Texto fornecido:
________________

No mês de outubro de 2017, o Governo do Estado do Rio Grande do Sul disponibilizou os textos dos Projetos de Lei Complementar nº 206, 207 e 212 e dos Projetos de Lei nº 211 e 2013, que foram encaminhados à Casa Civil no mês de agosto para o desmembramento do IPERGS em duas autarquias independentes.

Através deste pacote enviado pelo Poder Executivo, composto destas cinco propostas, o Governo pretende, em suma, a separação das atividades de plano de saúde e previdência com a criação do IPE-Saúde e IPE-Prev, respectivamente.

Cumpre esclarecer que os Projetos de Lei Complementar necessitam de aprovação por parte da maioria absoluta dos membros da Assembleia Legislativa (28 dos 55 deputados), enquanto que os Projetos de Lei, necessitam de maioria simples (metade dos votos dos parlamentares presentes na sessão mais um).

Passa-se à análise das principais alterações trazidas por cada um dos projetos:

PLC nº 206: dispõe sobre a reestruturação do IPERGS em IPE-Prev, órgão responsável pela gestão do Regime Próprio de Previdência Social do Estado do Rio Grande do Sul – RPPS/RS;

Este projeto prevê que, quando da sua entrada em vigor, será revogada a Lei 12.395/05, que reestruturou o IPERGS. Com tal revogação, restará criada uma lacuna jurídica em relação à assistência à saúde, também previsto nesta Lei e que ficará sem previsão legal até a criação da autarquia denominada IPE-Saúde.

________________

Dados fornecidos:
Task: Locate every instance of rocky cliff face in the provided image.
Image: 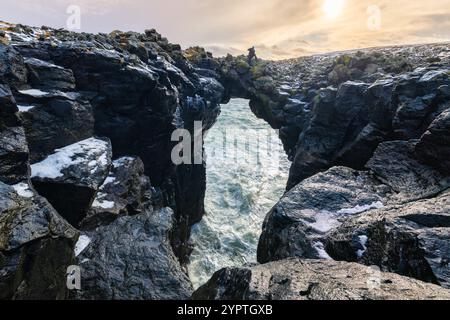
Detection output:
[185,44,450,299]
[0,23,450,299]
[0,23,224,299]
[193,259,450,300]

________________

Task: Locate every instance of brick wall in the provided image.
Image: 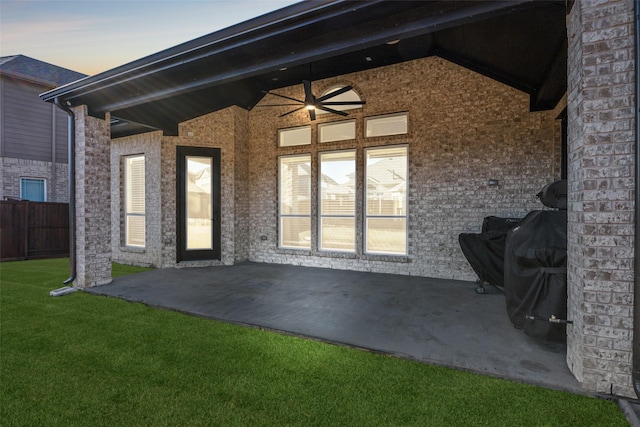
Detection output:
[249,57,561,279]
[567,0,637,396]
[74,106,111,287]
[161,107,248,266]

________________

Item de trabalho A: Resuma em duas frases o texto sobre o desmembramento do IPERGS.
Item de trabalho B: Extraia do texto sobre o desmembramento do IPERGS todo o trecho que vai de "Este projeto prevê" até "autarquia denominada IPE-Saúde.".
Item de trabalho C: Segundo o texto sobre o desmembramento do IPERGS, que maioria é exigida para aprovar os Projetos de Lei Complementar na Assembleia Legislativa?

Resposta do exercício A: Em outubro de 2017, o Governo do Estado do Rio Grande do Sul divulgou cinco propostas destinadas a desmembrar o IPERGS em duas autarquias independentes, separando o plano de saúde (IPE-Saúde) da previdência (IPE-Prev). O PLC nº 206 reestrutura o IPERGS em IPE-Prev e revoga a Lei 12.395/05, o que deixará a assistência à saúde sem previsão legal até a criação do IPE-Saúde.

Resposta do exercício B:
Este projeto prevê que, quando da sua entrada em vigor, será revogada a Lei 12.395/05, que reestruturou o IPERGS. Com tal revogação, restará criada uma lacuna jurídica em relação à assistência à saúde, também previsto nesta Lei e que ficará sem previsão legal até a criação da autarquia denominada IPE-Saúde.

Resposta do exercício C: A maioria absoluta dos membros, ou seja, 28 dos 55 deputados.